There are two main gaps in our opinion which have to be addressed in order to reduce internet payment fraud. There is also a clarification needed regarding Article 97(1)regarding the applicability of strong authentication when accessing a payment account online.
1) Merchant shop systems and payment service provider (backend) systems (especially if they are accessed via the internet) need to be secured against unauthorized access by third parties and protected by strong authentication. Even if there is no sensitive PSU data available in those systems, an unauthorized third party may be able to:
- initiate refunds for transactions (In some scenarios, this would allow an organized group of fraudsters to purchase goods, wait for the shipment to arrive and then initiate the refund in the merchant shop system, leaving the merchant with a loss of goods)
- obtain customer data such as full names, addresses, telephone numbers, email addresses, date and time of payment, payment method used, payment amounts and items ordered
It would be a useful clarification if the definition of a “payment account” in PSD2 Article 4 (12) would explicitly include merchant shop system and payment service provider back-ends.
Additionally it would be very useful if the definition of a payment service user (PSU) would explicitly include merchants as well.

_RECORDED INFORMATION_.
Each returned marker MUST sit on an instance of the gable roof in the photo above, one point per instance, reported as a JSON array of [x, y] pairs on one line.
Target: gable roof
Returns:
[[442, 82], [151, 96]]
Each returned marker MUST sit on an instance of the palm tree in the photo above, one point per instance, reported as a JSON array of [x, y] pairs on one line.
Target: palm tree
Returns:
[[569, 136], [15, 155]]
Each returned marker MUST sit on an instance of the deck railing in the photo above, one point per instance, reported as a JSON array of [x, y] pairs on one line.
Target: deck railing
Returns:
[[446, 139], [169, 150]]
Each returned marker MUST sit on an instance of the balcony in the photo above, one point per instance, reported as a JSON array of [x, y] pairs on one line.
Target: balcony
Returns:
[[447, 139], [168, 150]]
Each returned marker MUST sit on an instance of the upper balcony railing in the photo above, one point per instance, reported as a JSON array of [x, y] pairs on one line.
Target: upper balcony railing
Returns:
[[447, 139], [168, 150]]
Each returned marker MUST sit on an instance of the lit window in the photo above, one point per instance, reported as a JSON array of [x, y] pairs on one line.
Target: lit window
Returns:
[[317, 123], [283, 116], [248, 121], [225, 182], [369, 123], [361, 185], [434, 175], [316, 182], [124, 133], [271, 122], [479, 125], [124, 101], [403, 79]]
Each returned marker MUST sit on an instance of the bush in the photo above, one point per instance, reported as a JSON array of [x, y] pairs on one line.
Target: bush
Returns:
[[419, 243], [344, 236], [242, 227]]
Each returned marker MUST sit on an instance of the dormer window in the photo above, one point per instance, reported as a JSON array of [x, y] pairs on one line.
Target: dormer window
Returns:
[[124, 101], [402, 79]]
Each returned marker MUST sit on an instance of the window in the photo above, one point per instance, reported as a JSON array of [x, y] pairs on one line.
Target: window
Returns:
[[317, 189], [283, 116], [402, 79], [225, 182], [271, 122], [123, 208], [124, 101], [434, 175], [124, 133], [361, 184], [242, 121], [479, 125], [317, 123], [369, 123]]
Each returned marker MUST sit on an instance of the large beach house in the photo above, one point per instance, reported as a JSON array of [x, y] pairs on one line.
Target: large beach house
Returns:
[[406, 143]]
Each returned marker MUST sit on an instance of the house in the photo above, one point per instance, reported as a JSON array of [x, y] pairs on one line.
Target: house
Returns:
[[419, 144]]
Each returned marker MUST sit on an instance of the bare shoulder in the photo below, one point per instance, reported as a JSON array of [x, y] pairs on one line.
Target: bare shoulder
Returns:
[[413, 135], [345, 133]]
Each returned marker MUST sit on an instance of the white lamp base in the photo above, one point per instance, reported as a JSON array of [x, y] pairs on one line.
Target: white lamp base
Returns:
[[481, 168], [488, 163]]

_STATED TASK 1_.
From the passage on internet payment fraud, reproduce the text between "- obtain customer" and "merchants as well.", inclusive.
_STATED TASK 2_.
Based on the passage on internet payment fraud, mark each statement yes or no and quote the words that decide it: (a) The passage identifies three main gaps to be addressed. (b) An unauthorized third party might obtain customers' email addresses. (c) The passage suggests that the definition of a payment service user should explicitly include merchants.
_STATED TASK 3_.
Carry the passage on internet payment fraud further, beginning after its final sentence.

_WRITTEN RESPONSE 1_.
- obtain customer data such as full names, addresses, telephone numbers, email addresses, date and time of payment, payment method used, payment amounts and items ordered
It would be a useful clarification if the definition of a “payment account” in PSD2 Article 4 (12) would explicitly include merchant shop system and payment service provider back-ends.
Additionally it would be very useful if the definition of a payment service user (PSU) would explicitly include merchants as well.

_WRITTEN RESPONSE 2_.
(a) No: "There are two main gaps in our opinion which have to be addressed in order to reduce internet payment fraud."
(b) Yes: "obtain customer data such as full names, addresses, telephone numbers, email addresses"
(c) Yes: "it would be very useful if the definition of a payment service user (PSU) would explicitly include merchants as well."

_WRITTEN RESPONSE 3_.
2) We understand Article 4 (3) and the therein referred Annex I explicitly includes one-off direct debit transactions in the definition of a “payment service”. However, there seems to be a gap to Article 97 (1.a) “initiates an electronic payment transaction”, because the necessary one-off direct debit transaction mandate is usually not protected by strong authentication.
Due to the absence of national or European e-mandate schemes for SEPA direct debit transactions, the guidelines (in the “EBA Guidelines on the security of internet payments”) regarding e-Mandates for direct debits are failing to address a large portion of the internet payments in some EU member states such as Germany. In Germany, for example, it is currently practice to have one-time SEPA mandates for internet purchases without any further authorization (due to the absence of any national e-mandate regime). This practice has been ruled compliant to the “EBA Guidelines on the security of internet payments” by German regulator BaFin.
These one-time SEPA mandates for internet purchases are a major fraud loss contributor for payment service providers and e-commerce merchants in Germany
Regarding Article 97(1), the requirement to perform strong authentication when accessing a payment account online seems to be unnecessary. Considering the information contained in an online payment account is not sensitive according to the definition of the PSD2, there is no need in our opinion to perform strong authentication upon login into this online payment account.

2. Which examples of possession elements do you consider as appropriate to be used in the context of strong customer authentication, must these have a physical form or can they be data? If so, can you provide details on how it can be ensured that these data can only be controlled by the PSU?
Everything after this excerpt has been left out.